## ФРАГМЕНТ ТЕКСТА
▼

Известковистые глины, в которых размещались наши редкостные кости, в сыром виде представляют собой довольно большие блоки, и за свои четверть миллиарда лет они никогда не высыхали. Просохшая же часть распадалась в мелкую крошку и засыпала берег, очень затрудняя поиски.
Мне пришла в голову не столько светлая, сколько поражающая своей наглостью мысль – взять и помыть берег при помощи этой пожарной калоши. Это было небольшое судно, предназначенное для технического обеспечения или пассажирских перевозок, и имела довольно слабенький двигатель, но весь её корпус занимал гигантский корабельный дизель, наверно, около тысячи лошадиных сил, приводивший в движение мощный насос, который запитывал стационарный водомёт на вышке, расположенной на носу. Струя била метров на двадцать вверх.

▲

## ИСХОДНЫЕ МАТЕРИАЛЫ
▼

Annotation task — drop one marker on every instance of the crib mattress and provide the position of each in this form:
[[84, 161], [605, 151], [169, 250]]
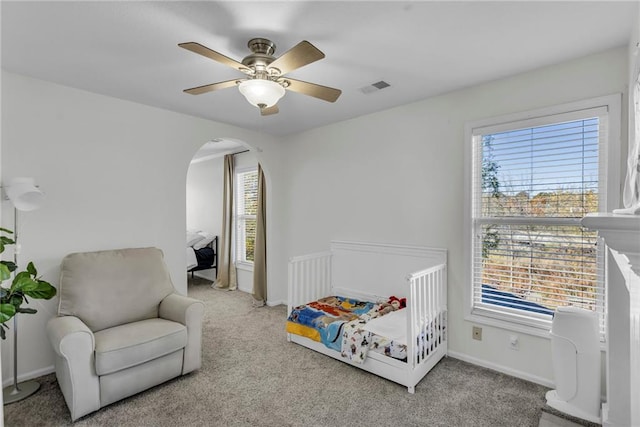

▲

## ЦЕЛЬ ЗАДАНИЯ
Воспроизведите без изменений часть фрагмента о поисках ископаемых костей на берегу, начиная со слов «Мне пришла в» и продолжая до слов «на двадцать вверх.» включительно. Листинг для выполнения не понадобится.

## ПИСЬМЕННОЕ РЕШЕНИЕ
Мне пришла в голову не столько светлая, сколько поражающая своей наглостью мысль – взять и помыть берег при помощи этой пожарной калоши. Это было небольшое судно, предназначенное для технического обеспечения или пассажирских перевозок, и имела довольно слабенький двигатель, но весь её корпус занимал гигантский корабельный дизель, наверно, около тысячи лошадиных сил, приводивший в движение мощный насос, который запитывал стационарный водомёт на вышке, расположенной на носу. Струя била метров на двадцать вверх.